§ **EXERCISE DETAILS**:
Answer these questions from the abstract on magnesium chloride brines below:
1. Which organism was chosen to represent infall or transport of non-adapted cells?
2. What concentration of magnesium chloride did E. coli survive for longer than the tested halophiles?
3. By what method was the DNA recovered after upwards of 3 years still amplifiable?

Inverse Relationship Between Halophilic Growth and Cell Integrity Under Extremely Chaotropic Conditions.

Abstract

Concentrated magnesium chloride brines are extreme environments that are inhospitable to life on Earth. The ionic strength of these brines significantly depresses water activity and concomitantly exerts significant chaotropic stress. Although these brines are largely considered sterile, the well-known preservative effects of magnesium chloride on certain biomolecules, such as DNA, confound life detection approaches and efforts to constrain precisely the habitable window of life on Earth. While the ability of these brines to preserve genetic material is well documented, the preservation of whole cells, which are generally thought to be preserved in magnesium chloride brines, is poorly described. This work explores the effects of long-term exposure of highly chaotropic magnesium chloride on viability, cell integrity, and DNA preservation in the model organisms Escherichia coli, Salinibacter ruber, Halobacterium salinarum, and Haloquadratum walsbyi. The selected halophiles are relevant for this study as they are abundant and globally distributed in brine environments, while E. coli was chosen to represent infall or transport of non-adapted cells. We observed unexpected resilience in E. coli, which survived in 4 M magnesium chloride for longer than the tested halophiles, and nonviable cells maintained structural whole-cell integrity for over 3 years. Whole S. ruber cells were also preserved in 4 M magnesium chloride, while the tested haloarchaea lost viability and completely degraded within hours of exposure. DNA from all tested strains was recovered from incubations after upwards of 3 years of exposure; it showed some signs of degradation but was nonetheless still amplifiable via polymerase chain reaction. Our work demonstrates that the preservation of whole cells in magnesium chloride brines is not universal. Considering the potential abundance of chaotropic brine environments within our solar system, understanding the limits of life and the preservation of biosignatures in these brines is critical to inform future life detection missions on Earth and beyond.

§ **ENTRIES SHOWN**:
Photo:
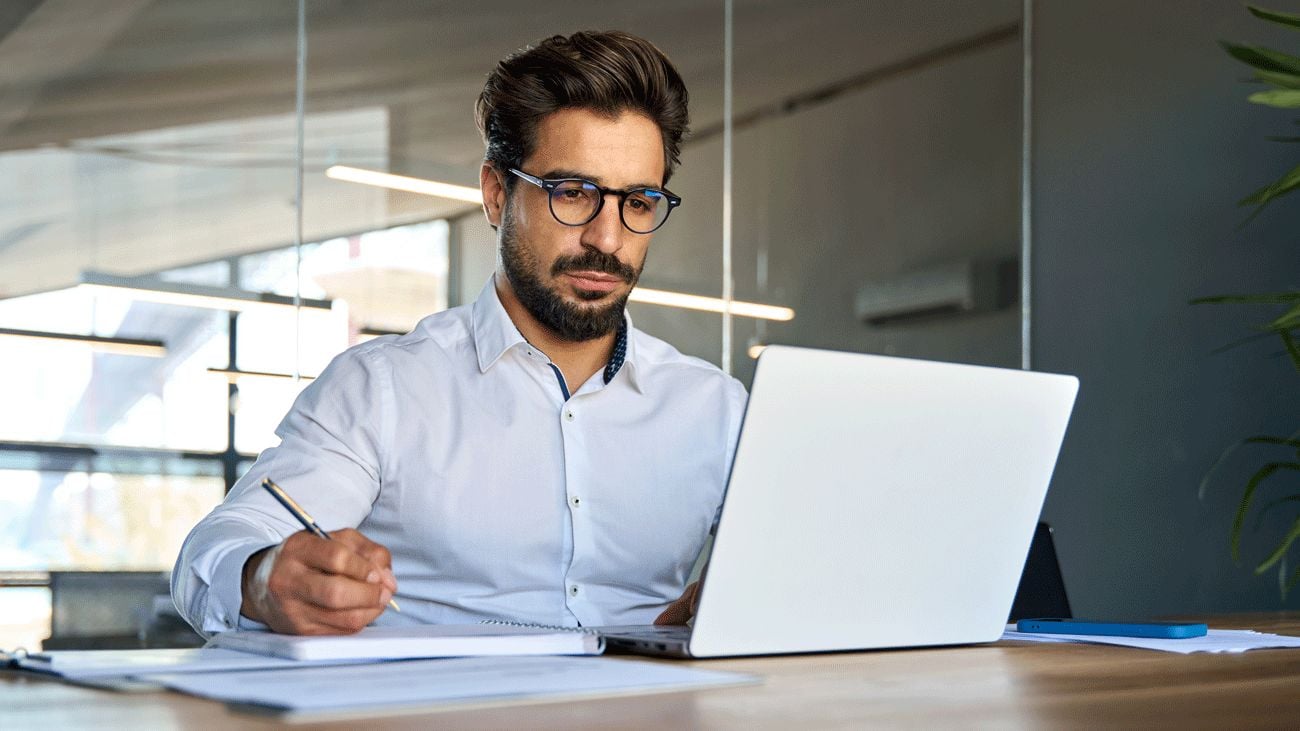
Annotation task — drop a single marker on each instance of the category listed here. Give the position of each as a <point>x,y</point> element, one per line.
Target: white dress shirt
<point>499,498</point>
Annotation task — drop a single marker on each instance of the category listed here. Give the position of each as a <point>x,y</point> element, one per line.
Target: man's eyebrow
<point>566,173</point>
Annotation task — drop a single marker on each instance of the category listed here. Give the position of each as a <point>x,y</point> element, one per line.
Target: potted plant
<point>1279,455</point>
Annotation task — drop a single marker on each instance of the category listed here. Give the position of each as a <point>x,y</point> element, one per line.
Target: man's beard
<point>567,320</point>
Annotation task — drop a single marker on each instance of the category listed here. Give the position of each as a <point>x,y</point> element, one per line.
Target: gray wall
<point>1143,145</point>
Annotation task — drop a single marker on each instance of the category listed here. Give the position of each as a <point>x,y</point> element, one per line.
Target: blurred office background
<point>165,292</point>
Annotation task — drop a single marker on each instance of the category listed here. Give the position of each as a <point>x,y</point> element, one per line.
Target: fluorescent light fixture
<point>147,289</point>
<point>404,182</point>
<point>710,305</point>
<point>233,375</point>
<point>117,346</point>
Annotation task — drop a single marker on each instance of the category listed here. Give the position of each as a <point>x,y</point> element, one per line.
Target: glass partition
<point>878,177</point>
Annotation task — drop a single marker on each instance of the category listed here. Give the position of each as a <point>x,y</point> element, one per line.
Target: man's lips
<point>594,281</point>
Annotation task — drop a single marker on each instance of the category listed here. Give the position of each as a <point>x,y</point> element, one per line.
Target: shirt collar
<point>495,333</point>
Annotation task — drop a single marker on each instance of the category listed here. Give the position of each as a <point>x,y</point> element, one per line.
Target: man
<point>531,457</point>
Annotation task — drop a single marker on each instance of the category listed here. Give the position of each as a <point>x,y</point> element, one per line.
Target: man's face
<point>575,280</point>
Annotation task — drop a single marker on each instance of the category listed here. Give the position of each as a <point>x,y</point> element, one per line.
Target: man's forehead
<point>616,151</point>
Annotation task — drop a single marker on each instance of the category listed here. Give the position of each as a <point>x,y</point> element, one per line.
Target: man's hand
<point>683,609</point>
<point>319,587</point>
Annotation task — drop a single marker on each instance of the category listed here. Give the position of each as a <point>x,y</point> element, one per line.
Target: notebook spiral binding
<point>531,626</point>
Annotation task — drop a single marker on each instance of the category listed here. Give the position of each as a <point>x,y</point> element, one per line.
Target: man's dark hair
<point>607,73</point>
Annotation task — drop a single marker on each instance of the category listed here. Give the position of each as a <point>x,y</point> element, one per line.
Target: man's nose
<point>605,232</point>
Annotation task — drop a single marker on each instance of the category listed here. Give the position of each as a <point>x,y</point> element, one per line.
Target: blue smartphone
<point>1161,630</point>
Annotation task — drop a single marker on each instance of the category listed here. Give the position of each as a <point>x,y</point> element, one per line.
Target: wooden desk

§ **OUTPUT FOR THIS TASK**:
1. Escherichia coli (E. coli)
2. 4 M
3. Polymerase chain reaction